Scott Fitzgerald dice en un prólogo que escribió para una edición de 1934 (publicado al parecer por primera vez en español en la edición de Tajamar Editores, Chile, 2013): "Creo que es un libro honesto, es decir, que no utiliza ningún virtuosismo para lograr un efecto", y casi en forma sarcástica agrega: "Como sus páginas no están cargadas de grandes nombres de grandes cosas y no se ocupan de campesinos (que son los héroes del momento), es fácil juzgarla de un modo que no tiene relación alguna con la crítica pero sí mucho que ver con hombres que han gozado de muy pocas ocasiones para expresarse".
Sin duda, él estaba prácticamente en sus inicios. Tenía 29 años al momento de publicarla y había encontrado un héroe que calzaba con sus sentimientos y con cierta imagen del mundo en que se había criado o que había creado. Probablemente no tenía mucha conciencia de los alcances políticos de esos despiadados millonarios, ni mucho menos de la tragedia económica que acechaba sobre su país, escribiendo en medio de excesos europeos, a punto de zozobrar a temprana edad. Estaba sumido en la más completa inocencia o en el más absoluto egoísmo, pero tal como se lo señaló Gertrude Stein: "Estás creando el mundo contemporáneo de manera semejante a como Thackeray creó el suyo en "Feria de Vanidades'". Es decir, observando la realidad aunque acomodándola a la invención literaria.

----------

• _INSTRUCCIONES_:
(1) Indica si cada una de estas afirmaciones coincide con el fragmento sobre Fitzgerald y respalda cada respuesta, sí o no, con las palabras decisivas del fragmento citadas literalmente.
(a) Fitzgerald escribió el prólogo para una edición de 1934.
(b) Fitzgerald tenía 35 años cuando publicó la obra.
(c) Gertrude Stein comparó a Fitzgerald con Thackeray.
(2) Responde estas preguntas con los datos del fragmento sobre Fitzgerald.
(a) ¿En qué año se publicó la edición de Tajamar Editores?
(b) Según el prólogo, ¿quiénes son los héroes del momento?
(c) ¿Qué obra de Thackeray se menciona?
(3) Transcribe el fragmento sobre Fitzgerald a partir de las palabras "Sin duda, él" y detente después de "la invención literaria.".

• _REGISTROS PROPORCIONADOS_:

----------

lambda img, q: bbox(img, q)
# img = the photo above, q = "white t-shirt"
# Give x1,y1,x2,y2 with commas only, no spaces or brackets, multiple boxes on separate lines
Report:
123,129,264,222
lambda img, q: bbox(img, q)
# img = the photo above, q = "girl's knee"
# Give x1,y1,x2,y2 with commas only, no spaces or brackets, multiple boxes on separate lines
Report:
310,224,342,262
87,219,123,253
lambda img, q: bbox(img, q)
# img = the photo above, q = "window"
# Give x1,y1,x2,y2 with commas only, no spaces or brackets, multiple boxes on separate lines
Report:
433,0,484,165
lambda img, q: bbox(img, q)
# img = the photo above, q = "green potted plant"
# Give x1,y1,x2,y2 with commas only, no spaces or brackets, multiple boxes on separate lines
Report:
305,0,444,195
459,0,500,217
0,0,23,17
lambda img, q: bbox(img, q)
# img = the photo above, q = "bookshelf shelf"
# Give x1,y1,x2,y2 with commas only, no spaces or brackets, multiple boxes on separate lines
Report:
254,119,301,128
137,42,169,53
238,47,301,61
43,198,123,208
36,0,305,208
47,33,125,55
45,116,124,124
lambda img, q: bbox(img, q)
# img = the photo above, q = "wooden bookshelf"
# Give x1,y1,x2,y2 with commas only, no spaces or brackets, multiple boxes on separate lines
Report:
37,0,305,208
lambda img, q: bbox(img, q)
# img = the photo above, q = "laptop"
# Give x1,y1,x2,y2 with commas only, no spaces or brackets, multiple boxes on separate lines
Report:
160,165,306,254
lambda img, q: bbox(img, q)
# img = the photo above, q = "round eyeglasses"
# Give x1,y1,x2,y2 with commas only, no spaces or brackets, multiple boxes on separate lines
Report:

----------

• _RESULTADOS POR TAREA_:
(1)
(a) Sí: "un prólogo que escribió para una edición de 1934".
(b) No: "Tenía 29 años al momento de publicarla".
(c) Sí: "Estás creando el mundo contemporáneo de manera semejante a como Thackeray creó el suyo".

(2)
(a) En 2013.
(b) Los campesinos.
(c) "Feria de Vanidades".

(3)
Sin duda, él estaba prácticamente en sus inicios. Tenía 29 años al momento de publicarla y había encontrado un héroe que calzaba con sus sentimientos y con cierta imagen del mundo en que se había criado o que había creado. Probablemente no tenía mucha conciencia de los alcances políticos de esos despiadados millonarios, ni mucho menos de la tragedia económica que acechaba sobre su país, escribiendo en medio de excesos europeos, a punto de zozobrar a temprana edad. Estaba sumido en la más completa inocencia o en el más absoluto egoísmo, pero tal como se lo señaló Gertrude Stein: "Estás creando el mundo contemporáneo de manera semejante a como Thackeray creó el suyo en "Feria de Vanidades'". Es decir, observando la realidad aunque acomodándola a la invención literaria.